1.21.2016

La devoción del Desdichado

Comparto la primera entrega de mi columna Ochos en el piso de la soledad, con motivo del primer centenario de La sangre devota de Ramón López Velarde. Agradezco al Periódico Imagen y a sus editores por la apertura e inclusión. 



La figura del “Triste” se ha enmarcado en múltiples espacios poéticos. Gracias a una disposición anímica de la música con las palabras, se ha podido entablar mitos, personajes o estrofas de recalada tesitura. Así las cosas: un Orfeo que, en su trágica prueba, canta el sollozo de un ser de Aurora; un Triste que apenas desposara a la Iseo de blancas manos; o bien un Nerval ahogado en su propio sollozo, por la soga que él mismo sujetara en una calle húmeda de París.
Pero, ¿qué enmarca esa tristeza no del héroe, sino del poeta? Es ahí quizá la penetrante fortuna de los hombres y, en manifiesto de la pasión, la distinción tanto temática, como en sí del destino, si acaso alguien pudiese leer el Libro en lo que todo se ha dicho.
En el contexto nacional resalta la figura de Ramón López Velarde, aquel cósmico “suma de todos los voraces ayunos pordioseros”. Si bien es verdad que en su argot en verso recae el carácter provinciano, en los senderos de su simbolización, es quizá la «Devoción» su característica de Desdichado. Lo anterior, no sólo se demuestra por el título de su primer poemario La sangre devota –que este año cumple su primer centenario de haber sido publicado–; es la actitud del hombre que nota y percibe la manera de sentir la soledad, el silencio y la pasión como un adestramiento a la solemnidad.
Tal clave se encierra en el sentir de la sangre y la visión con que el poeta da voces de su condición. El ritual de auscultación hacia la devoción se puede encontrar en dos poemas. En “A la gracia primitiva de las aldeanas”, su fervor, hambre y sed vienen acompañados por el deseo de fundar su mitología personal hacia las muchachas cortijeras amigas del buen sol: 
Vasos de devoción, arcas piadosas
en que el amor jamás se contamina;
jarras cuyas paredes olorosas
dan al agua frescura campesina…  
La devoción de López Velarde apunta a dos direcciones, que se divisan por la mirada. Por un lado es la dicha y enamoramiento en que late la sangre, palmo a palmo. Por otro –en el ejemplo de “Mi prima Águeda”– la desdicha de él y de aquellos en ambientes que se vislumbran por su palingenesia: 
Yo era rapaz 
y conocía la o por lo redondo, 
y Águeda que tejía
mansa y perseverante en el sonoro
corredor, me causaba
 calosfríos ignotos…
En La sangre devota se percibe ya la circularidad del Desdichado. En el cierre de su Zozobra, Ópera Magna, es el ritual de pintar “ochos en el piso de la soledad”.

----

APLICA LO LEÍDO:
a - Transcribe literalmente el fragmento de la columna que va desde "La devoción del" hasta "apertura e inclusión.", ambos incluidos.
b - Según la columna, ¿qué ha hecho posible entablar mitos, personajes o estrofas en torno a la figura del "Triste"? Contesta en una a tres oraciones.
c - Indica si cada afirmación concuerda con la columna, con sí o no y las palabras exactas que lo deciden: (i) La sangre devota fue el primer poemario de López Velarde. (ii) La columna sitúa el ritual de auscultación hacia la devoción en tres poemas. (iii) La devoción de López Velarde apunta a una sola dirección.
Para responder, apóyate solo en la columna.

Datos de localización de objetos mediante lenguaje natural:
----

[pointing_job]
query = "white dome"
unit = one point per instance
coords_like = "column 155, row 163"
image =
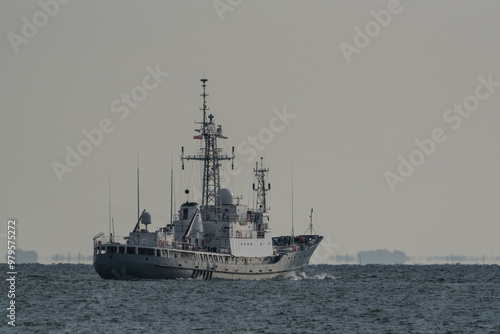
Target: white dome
column 226, row 197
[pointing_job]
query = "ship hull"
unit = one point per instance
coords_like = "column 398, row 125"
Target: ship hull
column 181, row 265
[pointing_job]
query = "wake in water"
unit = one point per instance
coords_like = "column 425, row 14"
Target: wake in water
column 298, row 276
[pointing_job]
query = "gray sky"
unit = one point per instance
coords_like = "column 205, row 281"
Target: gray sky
column 359, row 101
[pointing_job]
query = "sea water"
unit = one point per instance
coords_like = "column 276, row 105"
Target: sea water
column 66, row 298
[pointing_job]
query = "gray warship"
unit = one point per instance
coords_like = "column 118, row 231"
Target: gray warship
column 219, row 238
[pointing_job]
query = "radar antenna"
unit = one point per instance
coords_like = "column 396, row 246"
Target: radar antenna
column 261, row 188
column 211, row 155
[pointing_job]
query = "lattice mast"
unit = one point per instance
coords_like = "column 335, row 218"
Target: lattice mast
column 211, row 155
column 261, row 188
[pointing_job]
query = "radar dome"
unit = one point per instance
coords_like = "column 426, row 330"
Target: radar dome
column 226, row 196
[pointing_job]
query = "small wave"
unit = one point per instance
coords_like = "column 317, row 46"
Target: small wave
column 298, row 276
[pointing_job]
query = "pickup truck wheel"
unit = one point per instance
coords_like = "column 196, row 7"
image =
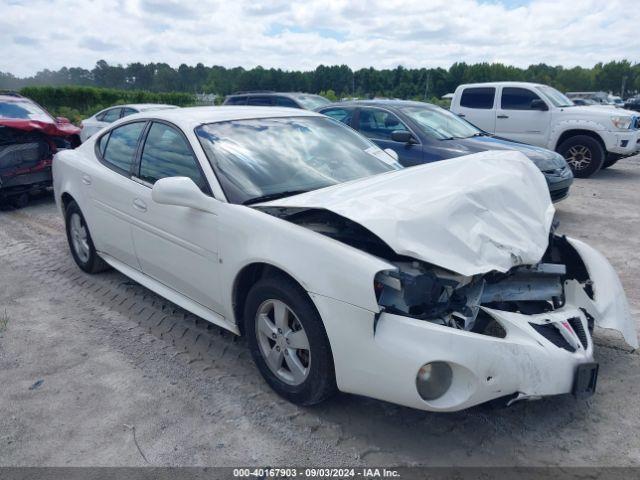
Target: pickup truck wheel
column 288, row 342
column 80, row 242
column 584, row 154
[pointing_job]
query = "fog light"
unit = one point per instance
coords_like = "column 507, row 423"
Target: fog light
column 433, row 380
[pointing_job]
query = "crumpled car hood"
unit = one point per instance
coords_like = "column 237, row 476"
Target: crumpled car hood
column 471, row 215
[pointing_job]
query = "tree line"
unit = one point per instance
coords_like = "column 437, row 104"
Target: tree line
column 335, row 80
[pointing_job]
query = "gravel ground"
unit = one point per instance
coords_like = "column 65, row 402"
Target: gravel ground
column 98, row 371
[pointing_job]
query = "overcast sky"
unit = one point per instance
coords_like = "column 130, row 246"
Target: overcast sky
column 38, row 34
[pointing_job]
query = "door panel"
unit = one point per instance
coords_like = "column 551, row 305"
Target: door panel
column 111, row 191
column 516, row 120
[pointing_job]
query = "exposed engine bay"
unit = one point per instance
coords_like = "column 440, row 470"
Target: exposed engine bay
column 420, row 290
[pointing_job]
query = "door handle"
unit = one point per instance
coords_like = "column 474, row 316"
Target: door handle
column 139, row 205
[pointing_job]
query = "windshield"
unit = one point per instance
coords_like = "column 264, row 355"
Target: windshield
column 440, row 123
column 311, row 102
column 23, row 110
column 557, row 98
column 267, row 158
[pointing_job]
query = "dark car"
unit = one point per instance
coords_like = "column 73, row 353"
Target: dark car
column 29, row 137
column 267, row 98
column 420, row 133
column 633, row 103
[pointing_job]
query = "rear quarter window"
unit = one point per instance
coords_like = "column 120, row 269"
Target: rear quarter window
column 121, row 146
column 478, row 97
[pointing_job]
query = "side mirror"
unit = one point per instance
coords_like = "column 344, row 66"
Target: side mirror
column 181, row 192
column 403, row 136
column 392, row 153
column 538, row 104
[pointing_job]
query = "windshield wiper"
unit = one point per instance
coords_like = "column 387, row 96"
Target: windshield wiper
column 273, row 196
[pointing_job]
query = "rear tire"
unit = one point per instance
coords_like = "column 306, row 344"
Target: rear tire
column 305, row 375
column 584, row 154
column 80, row 243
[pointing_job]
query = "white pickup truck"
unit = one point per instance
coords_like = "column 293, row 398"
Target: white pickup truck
column 589, row 137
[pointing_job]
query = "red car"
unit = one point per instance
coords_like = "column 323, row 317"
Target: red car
column 29, row 137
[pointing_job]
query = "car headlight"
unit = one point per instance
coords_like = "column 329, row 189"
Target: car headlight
column 622, row 123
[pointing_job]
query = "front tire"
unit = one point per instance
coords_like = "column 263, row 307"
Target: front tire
column 288, row 341
column 80, row 243
column 584, row 154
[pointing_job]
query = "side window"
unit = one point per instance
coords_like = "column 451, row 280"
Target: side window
column 260, row 101
column 236, row 101
column 343, row 115
column 110, row 115
column 167, row 154
column 517, row 98
column 481, row 97
column 286, row 102
column 121, row 146
column 378, row 124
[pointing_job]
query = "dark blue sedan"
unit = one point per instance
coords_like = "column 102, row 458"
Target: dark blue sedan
column 421, row 132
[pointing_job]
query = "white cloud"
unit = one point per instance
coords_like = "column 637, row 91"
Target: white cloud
column 40, row 34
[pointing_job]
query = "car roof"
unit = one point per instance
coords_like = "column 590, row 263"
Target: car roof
column 379, row 103
column 191, row 117
column 14, row 98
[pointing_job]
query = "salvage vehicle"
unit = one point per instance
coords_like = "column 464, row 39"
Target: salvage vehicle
column 438, row 287
column 589, row 137
column 29, row 137
column 103, row 118
column 420, row 132
column 268, row 98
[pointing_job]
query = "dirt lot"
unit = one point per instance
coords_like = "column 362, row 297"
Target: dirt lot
column 97, row 370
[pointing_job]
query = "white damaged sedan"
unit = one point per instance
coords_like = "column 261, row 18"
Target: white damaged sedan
column 438, row 287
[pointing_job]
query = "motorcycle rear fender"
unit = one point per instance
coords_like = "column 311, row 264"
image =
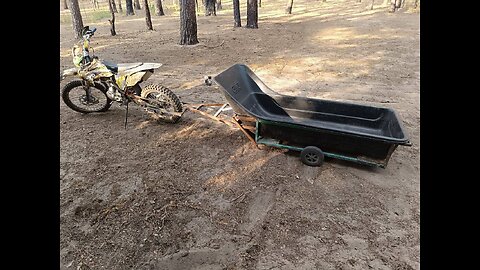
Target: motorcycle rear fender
column 138, row 77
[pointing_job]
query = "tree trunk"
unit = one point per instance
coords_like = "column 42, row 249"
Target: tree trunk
column 159, row 8
column 148, row 18
column 398, row 4
column 392, row 6
column 210, row 8
column 236, row 13
column 114, row 6
column 120, row 6
column 112, row 21
column 137, row 4
column 252, row 14
column 129, row 5
column 77, row 21
column 289, row 7
column 188, row 23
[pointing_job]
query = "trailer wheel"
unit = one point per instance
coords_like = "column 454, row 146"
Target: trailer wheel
column 312, row 156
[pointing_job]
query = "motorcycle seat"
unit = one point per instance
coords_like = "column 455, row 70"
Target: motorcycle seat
column 124, row 68
column 111, row 66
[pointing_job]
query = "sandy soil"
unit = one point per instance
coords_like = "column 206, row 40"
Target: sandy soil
column 198, row 195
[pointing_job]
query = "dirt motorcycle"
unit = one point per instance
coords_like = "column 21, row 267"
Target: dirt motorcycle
column 101, row 83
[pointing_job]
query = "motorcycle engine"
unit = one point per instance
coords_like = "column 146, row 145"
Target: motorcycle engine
column 113, row 94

----

SOLUCIONES POR TAREA:
a -
La devoción del Desdichado

Comparto la primera entrega de mi columna Ochos en el piso de la soledad, con motivo del primer centenario de La sangre devota de Ramón López Velarde. Agradezco al Periódico Imagen y a sus editores por la apertura e inclusión.

b - Lo ha hecho posible una disposición anímica de la música con las palabras.

c -
(i) Sí: "el título de su primer poemario La sangre devota".
(ii) No: "El ritual de auscultación hacia la devoción se puede encontrar en dos poemas".
(iii) No: "La devoción de López Velarde apunta a dos direcciones".